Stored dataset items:
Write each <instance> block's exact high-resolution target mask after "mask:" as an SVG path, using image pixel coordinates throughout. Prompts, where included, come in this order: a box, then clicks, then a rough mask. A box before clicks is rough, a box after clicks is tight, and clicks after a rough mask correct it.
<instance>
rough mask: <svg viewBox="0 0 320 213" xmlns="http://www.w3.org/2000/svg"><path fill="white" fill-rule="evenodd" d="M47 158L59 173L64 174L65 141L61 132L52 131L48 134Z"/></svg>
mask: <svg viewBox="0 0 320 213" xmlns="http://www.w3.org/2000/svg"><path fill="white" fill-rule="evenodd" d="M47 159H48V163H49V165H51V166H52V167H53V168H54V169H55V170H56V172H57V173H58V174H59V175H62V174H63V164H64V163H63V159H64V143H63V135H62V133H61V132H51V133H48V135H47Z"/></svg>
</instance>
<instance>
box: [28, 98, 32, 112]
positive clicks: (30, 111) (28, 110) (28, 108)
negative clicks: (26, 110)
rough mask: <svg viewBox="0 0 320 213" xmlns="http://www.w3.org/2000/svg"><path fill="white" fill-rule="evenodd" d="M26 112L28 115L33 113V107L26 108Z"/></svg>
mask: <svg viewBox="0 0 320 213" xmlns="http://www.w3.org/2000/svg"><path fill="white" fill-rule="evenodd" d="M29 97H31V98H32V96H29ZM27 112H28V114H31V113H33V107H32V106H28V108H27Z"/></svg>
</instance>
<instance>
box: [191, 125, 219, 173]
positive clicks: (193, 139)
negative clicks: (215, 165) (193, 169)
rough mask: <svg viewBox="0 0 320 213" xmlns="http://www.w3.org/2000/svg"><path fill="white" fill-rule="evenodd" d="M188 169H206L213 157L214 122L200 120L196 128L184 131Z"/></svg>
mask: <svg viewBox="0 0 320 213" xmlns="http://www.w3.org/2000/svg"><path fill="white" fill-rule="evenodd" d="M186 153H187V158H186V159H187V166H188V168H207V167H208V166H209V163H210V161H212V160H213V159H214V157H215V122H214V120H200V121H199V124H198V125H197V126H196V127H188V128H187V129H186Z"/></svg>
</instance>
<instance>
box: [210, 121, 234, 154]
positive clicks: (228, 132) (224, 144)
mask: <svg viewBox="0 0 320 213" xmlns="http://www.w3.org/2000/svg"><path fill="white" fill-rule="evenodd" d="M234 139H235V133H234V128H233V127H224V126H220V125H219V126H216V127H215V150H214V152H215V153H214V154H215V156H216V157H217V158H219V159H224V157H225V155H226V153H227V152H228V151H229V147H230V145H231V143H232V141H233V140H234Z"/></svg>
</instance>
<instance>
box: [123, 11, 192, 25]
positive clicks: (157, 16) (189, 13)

Task directions: Produce a verbatim copy of each record above.

Task output:
Write each <instance> block's exact high-resolution target mask after "mask:" as an SVG path, using image pixel coordinates throughout. Prompts, where included, come in this order: a box, then clicks, then a rough mask. A box before clicks is rough, a box after clicks is tight, and clicks after a rough mask correct it.
<instance>
rough mask: <svg viewBox="0 0 320 213" xmlns="http://www.w3.org/2000/svg"><path fill="white" fill-rule="evenodd" d="M47 158L59 173L64 174L65 141L61 132L52 131L48 134Z"/></svg>
mask: <svg viewBox="0 0 320 213" xmlns="http://www.w3.org/2000/svg"><path fill="white" fill-rule="evenodd" d="M47 159H48V163H49V165H51V166H52V167H53V168H54V169H55V170H56V172H57V173H58V174H59V175H62V174H63V164H64V163H63V159H64V143H63V135H62V133H61V132H51V133H48V135H47Z"/></svg>
</instance>
<instance>
box: [28, 98, 32, 112]
positive clicks: (30, 111) (28, 110) (28, 108)
negative clicks: (26, 110)
rough mask: <svg viewBox="0 0 320 213" xmlns="http://www.w3.org/2000/svg"><path fill="white" fill-rule="evenodd" d="M26 112L28 115L33 113V107L26 108Z"/></svg>
mask: <svg viewBox="0 0 320 213" xmlns="http://www.w3.org/2000/svg"><path fill="white" fill-rule="evenodd" d="M29 97H31V98H32V96H29ZM27 112H28V114H31V113H33V107H32V106H28V108H27Z"/></svg>
</instance>
<instance>
box: [191, 125, 219, 173]
positive clicks: (193, 139)
negative clicks: (215, 165) (193, 169)
rough mask: <svg viewBox="0 0 320 213" xmlns="http://www.w3.org/2000/svg"><path fill="white" fill-rule="evenodd" d="M188 169H206L213 157L214 122L200 120L196 128L184 131Z"/></svg>
mask: <svg viewBox="0 0 320 213" xmlns="http://www.w3.org/2000/svg"><path fill="white" fill-rule="evenodd" d="M186 153H187V158H186V159H187V166H188V168H207V167H208V166H209V163H210V161H212V160H213V159H214V157H215V122H214V120H200V121H199V124H198V125H197V126H196V127H188V128H187V129H186Z"/></svg>
</instance>
<instance>
box: [210, 121, 234, 154]
positive clicks: (228, 132) (224, 144)
mask: <svg viewBox="0 0 320 213" xmlns="http://www.w3.org/2000/svg"><path fill="white" fill-rule="evenodd" d="M234 139H235V133H234V128H233V127H224V126H220V125H219V126H216V127H215V150H214V152H215V153H214V154H215V156H216V157H217V158H219V159H224V157H225V155H226V153H227V152H228V151H229V147H230V145H231V143H232V141H233V140H234Z"/></svg>
</instance>
<instance>
box: [123, 11, 192, 25]
positive clicks: (157, 16) (189, 13)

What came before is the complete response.